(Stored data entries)
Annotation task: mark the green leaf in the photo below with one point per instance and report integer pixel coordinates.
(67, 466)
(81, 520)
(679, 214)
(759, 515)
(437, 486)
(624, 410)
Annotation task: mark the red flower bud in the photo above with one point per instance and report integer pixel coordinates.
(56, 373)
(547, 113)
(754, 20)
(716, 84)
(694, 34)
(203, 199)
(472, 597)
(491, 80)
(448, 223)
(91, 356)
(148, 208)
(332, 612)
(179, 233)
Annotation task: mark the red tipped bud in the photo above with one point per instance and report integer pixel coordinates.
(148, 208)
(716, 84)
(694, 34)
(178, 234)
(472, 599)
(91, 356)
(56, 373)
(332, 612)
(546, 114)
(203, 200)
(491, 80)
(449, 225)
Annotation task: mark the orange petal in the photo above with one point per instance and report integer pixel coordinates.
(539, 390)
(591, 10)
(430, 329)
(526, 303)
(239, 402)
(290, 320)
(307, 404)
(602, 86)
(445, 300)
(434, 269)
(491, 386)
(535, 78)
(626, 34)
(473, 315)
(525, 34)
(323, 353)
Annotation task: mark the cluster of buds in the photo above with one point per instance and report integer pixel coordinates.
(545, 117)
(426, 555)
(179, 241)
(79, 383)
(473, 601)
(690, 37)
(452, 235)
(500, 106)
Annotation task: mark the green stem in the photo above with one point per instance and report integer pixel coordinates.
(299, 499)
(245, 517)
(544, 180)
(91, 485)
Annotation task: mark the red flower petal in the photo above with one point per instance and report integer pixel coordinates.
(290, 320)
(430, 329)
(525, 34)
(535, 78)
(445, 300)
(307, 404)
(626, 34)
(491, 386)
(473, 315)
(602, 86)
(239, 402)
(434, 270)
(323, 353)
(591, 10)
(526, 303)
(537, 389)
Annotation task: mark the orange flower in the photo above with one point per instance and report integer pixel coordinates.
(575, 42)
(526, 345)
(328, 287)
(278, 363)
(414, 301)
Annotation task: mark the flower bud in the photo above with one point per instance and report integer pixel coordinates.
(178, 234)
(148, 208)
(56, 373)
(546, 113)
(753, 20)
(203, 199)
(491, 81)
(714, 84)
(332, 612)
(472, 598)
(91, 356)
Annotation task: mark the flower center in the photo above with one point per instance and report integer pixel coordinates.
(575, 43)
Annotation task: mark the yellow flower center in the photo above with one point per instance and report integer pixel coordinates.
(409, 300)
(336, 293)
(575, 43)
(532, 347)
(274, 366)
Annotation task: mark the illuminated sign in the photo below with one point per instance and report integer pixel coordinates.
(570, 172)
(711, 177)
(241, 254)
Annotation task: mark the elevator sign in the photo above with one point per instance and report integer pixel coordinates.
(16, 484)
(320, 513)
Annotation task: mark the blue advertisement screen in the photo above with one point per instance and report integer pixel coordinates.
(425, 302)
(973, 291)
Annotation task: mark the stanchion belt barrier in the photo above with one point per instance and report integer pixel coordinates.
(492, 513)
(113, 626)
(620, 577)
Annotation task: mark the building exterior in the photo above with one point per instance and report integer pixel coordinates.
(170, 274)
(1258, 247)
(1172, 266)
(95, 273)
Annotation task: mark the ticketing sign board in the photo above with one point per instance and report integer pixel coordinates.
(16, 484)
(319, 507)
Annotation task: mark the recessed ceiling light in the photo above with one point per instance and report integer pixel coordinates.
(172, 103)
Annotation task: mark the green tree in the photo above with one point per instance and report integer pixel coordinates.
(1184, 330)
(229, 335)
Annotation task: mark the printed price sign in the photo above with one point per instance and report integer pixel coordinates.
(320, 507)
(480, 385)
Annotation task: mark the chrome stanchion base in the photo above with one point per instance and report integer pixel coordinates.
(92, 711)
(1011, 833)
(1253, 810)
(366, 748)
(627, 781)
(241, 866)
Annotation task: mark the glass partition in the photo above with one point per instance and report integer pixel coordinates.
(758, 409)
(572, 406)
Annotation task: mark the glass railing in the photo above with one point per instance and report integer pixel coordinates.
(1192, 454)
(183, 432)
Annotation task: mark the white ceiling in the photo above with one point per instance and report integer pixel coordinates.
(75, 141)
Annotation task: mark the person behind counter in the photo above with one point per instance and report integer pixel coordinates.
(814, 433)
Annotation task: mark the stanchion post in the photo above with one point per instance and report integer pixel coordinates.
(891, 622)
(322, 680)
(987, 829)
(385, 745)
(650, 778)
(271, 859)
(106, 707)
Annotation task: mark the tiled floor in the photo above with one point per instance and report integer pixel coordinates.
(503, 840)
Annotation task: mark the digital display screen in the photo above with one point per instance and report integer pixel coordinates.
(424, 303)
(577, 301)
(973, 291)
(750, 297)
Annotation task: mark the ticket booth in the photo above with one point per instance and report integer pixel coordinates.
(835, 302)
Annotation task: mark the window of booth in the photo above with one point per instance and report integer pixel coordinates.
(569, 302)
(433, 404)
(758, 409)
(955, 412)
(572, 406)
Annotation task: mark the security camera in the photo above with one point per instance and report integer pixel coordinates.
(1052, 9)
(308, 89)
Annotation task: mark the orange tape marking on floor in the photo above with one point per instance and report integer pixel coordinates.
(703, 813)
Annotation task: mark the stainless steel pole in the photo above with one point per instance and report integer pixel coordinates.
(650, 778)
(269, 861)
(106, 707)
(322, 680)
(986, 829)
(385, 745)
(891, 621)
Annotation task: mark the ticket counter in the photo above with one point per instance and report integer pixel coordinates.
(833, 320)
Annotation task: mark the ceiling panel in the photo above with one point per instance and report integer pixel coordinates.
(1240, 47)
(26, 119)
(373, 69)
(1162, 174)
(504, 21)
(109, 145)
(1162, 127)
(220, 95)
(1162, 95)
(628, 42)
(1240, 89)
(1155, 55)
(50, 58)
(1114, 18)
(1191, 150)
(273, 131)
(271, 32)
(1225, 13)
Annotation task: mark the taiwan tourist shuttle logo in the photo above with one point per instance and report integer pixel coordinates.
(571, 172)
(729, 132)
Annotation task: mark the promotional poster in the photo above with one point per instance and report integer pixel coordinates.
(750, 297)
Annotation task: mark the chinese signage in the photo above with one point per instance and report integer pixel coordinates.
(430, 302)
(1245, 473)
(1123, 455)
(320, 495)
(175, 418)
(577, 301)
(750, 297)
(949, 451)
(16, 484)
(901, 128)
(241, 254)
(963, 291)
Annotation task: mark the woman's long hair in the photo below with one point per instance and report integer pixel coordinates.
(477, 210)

● Goal
Using the data above, return each line exactly as written.

● Task response
Annotation task: mark the green leaf in the photo below with one point per instance and report integer pixel coordinates.
(67, 466)
(81, 520)
(679, 214)
(759, 515)
(437, 486)
(624, 410)
Annotation task: mark the red flower bud in the photo above with one point per instance and report integer pixel coordinates.
(56, 373)
(547, 113)
(754, 20)
(716, 84)
(694, 34)
(203, 199)
(472, 597)
(491, 80)
(448, 223)
(91, 356)
(148, 208)
(332, 612)
(179, 233)
Annotation task: mark the red tipped bud in the photo above with one point per instance and report integer pixel coordinates.
(148, 208)
(716, 84)
(694, 34)
(178, 234)
(472, 599)
(91, 356)
(56, 373)
(332, 612)
(546, 114)
(203, 200)
(491, 80)
(449, 225)
Annotation task: mark the orange petal in the photo above with one point per instance and report integer pixel coordinates.
(539, 390)
(591, 10)
(430, 329)
(526, 303)
(239, 402)
(290, 320)
(307, 404)
(602, 86)
(445, 300)
(434, 269)
(491, 386)
(535, 78)
(626, 34)
(473, 315)
(525, 34)
(323, 353)
Annotation task: mark the cluster of buds in the photo above with one point per instance and report integer pixel coordinates.
(545, 117)
(426, 555)
(179, 241)
(79, 383)
(473, 601)
(690, 37)
(452, 235)
(500, 106)
Annotation task: mark the green stem in the photo above with one point per instance and report integer pixel coordinates.
(299, 499)
(245, 517)
(544, 180)
(91, 485)
Annotation task: mark the red flower petal in the photo above with one point per instance and report integer pixel coordinates.
(290, 320)
(430, 329)
(525, 34)
(535, 78)
(445, 300)
(307, 404)
(626, 34)
(491, 386)
(473, 315)
(602, 86)
(239, 402)
(434, 270)
(323, 353)
(591, 10)
(526, 303)
(537, 389)
Annotation task: mark the orange flower in the photo above with one point per instance and report integer pixel coordinates.
(575, 42)
(526, 345)
(328, 287)
(278, 363)
(414, 301)
Annotation task: mark the flower bud in the photo above with one point per instance and report integer pixel coordinates.
(178, 234)
(148, 208)
(56, 373)
(546, 113)
(753, 20)
(203, 199)
(491, 81)
(714, 84)
(332, 612)
(472, 598)
(91, 356)
Annotation task: mark the flower center in the photo above with one point per instance and report integer pixel coordinates.
(575, 43)
Annotation task: mark the yellow flower center in the photo above with one point per instance and report integer pixel coordinates.
(409, 300)
(336, 293)
(575, 43)
(532, 347)
(274, 366)
Annotation task: mark the illuminated sign in the photo below with one point per instance and report integer pixel coordinates.
(570, 172)
(711, 177)
(241, 254)
Annotation task: mark the elevator sign in the photo above with one point per instance and report integer pixel coordinates.
(16, 484)
(320, 513)
Annotation task: mark the blue advertisement screen in the photo above with one point per instance and report integer pixel coordinates.
(425, 302)
(973, 291)
Annotation task: mark the stanchion belt barrier in the photo above with one point per instance and report integer pixel coordinates.
(492, 513)
(113, 626)
(620, 577)
Annotation task: mark the building exterior in the photo above with one point per instance and report integer pixel coordinates.
(170, 274)
(1258, 247)
(1172, 266)
(95, 273)
Annotation task: mark the ticketing sign board in the photo above with one point per instance and report integer pixel coordinates.
(16, 484)
(319, 507)
Annotation task: mark the recessed ceiling light in the photo above with one point per instance and report integer pixel coordinates.
(172, 103)
Annotation task: mark the green tree in the photo above with one point per instance and report integer pixel coordinates.
(1184, 330)
(229, 335)
Annotation task: mark the printed price sign in the photo above with one point per instance and report integer pixel coordinates.
(320, 507)
(480, 385)
Annotation task: mark the chrome stanchion base in the photo above with one point per instance and report integer pixel coordinates.
(92, 711)
(1011, 833)
(1253, 810)
(366, 748)
(627, 781)
(241, 866)
Annotation task: mark the glass partition in the photo above with one point per instance and report integer pixel coordinates.
(758, 409)
(572, 406)
Annotation task: mark the glass railing in the photo above with one point per instance and report integer pixel coordinates.
(1192, 454)
(183, 432)
Annotation task: mark the white ceiling in the photo above with one point per instance and report integer pixel coordinates.
(75, 141)
Annotation task: mark the person behind counter in the photo above with one point per instance and report integer pixel coordinates.
(814, 433)
Annotation task: mark the stanchion post in the photo above with one point per instance and report integer pixel coordinates.
(891, 622)
(322, 680)
(987, 829)
(385, 745)
(650, 778)
(271, 859)
(106, 707)
Annotation task: mark the tiled floor in the photo above with one point per instance and report integer pixel coordinates.
(503, 840)
Annotation task: mark the digital display screen in the photo above with one point per instance and report integer pixel coordinates.
(424, 303)
(577, 301)
(973, 291)
(750, 297)
Annotation task: mark the ticket booth in the photo above with one point per instance and report integer pixel coordinates.
(835, 302)
Annotation task: mark the window of booth in the photo above with one point per instance and report integer pixel coordinates.
(569, 302)
(433, 404)
(758, 409)
(955, 412)
(572, 406)
Annotation task: mark the security camera in the photo above with one point per instance and report integer pixel coordinates.
(1052, 9)
(308, 89)
Annotation task: mark the orange tape marking on floor in the photo above with one point per instance and report integer pixel coordinates.
(703, 813)
Annotation task: mark the stainless steel pole in the photo above with one point per instance and report integer pixel coordinates.
(650, 778)
(269, 861)
(106, 707)
(322, 680)
(986, 829)
(385, 745)
(891, 621)
Annotation task: mark the ticket counter in the photo above with one point per instance and report integer pixel coordinates.
(833, 320)
Annotation task: mark the ceiling panel in the photo above with one point per instance and report integer pixel coordinates.
(1240, 47)
(26, 119)
(373, 69)
(1162, 174)
(504, 21)
(109, 145)
(1162, 127)
(220, 95)
(1162, 95)
(628, 42)
(1240, 89)
(1155, 55)
(50, 58)
(1114, 18)
(1191, 150)
(273, 131)
(271, 32)
(1225, 13)
Annotation task: mark the taiwan tourist shuttle logo in the photo above with one point per instance and report integer pixel coordinates.
(571, 172)
(729, 132)
Annotation task: mark the promotional poster in the photo above with one point per instance and report integer pixel coordinates.
(750, 297)
Annotation task: mark the chinese signage in the photo above with one point per instance and report integer pixel coordinates.
(430, 302)
(1245, 473)
(1123, 455)
(320, 495)
(175, 418)
(577, 301)
(750, 297)
(949, 451)
(16, 484)
(901, 128)
(241, 254)
(963, 291)
Annotation task: mark the woman's long hair in the photo below with one point per instance and report integer pixel coordinates.
(477, 210)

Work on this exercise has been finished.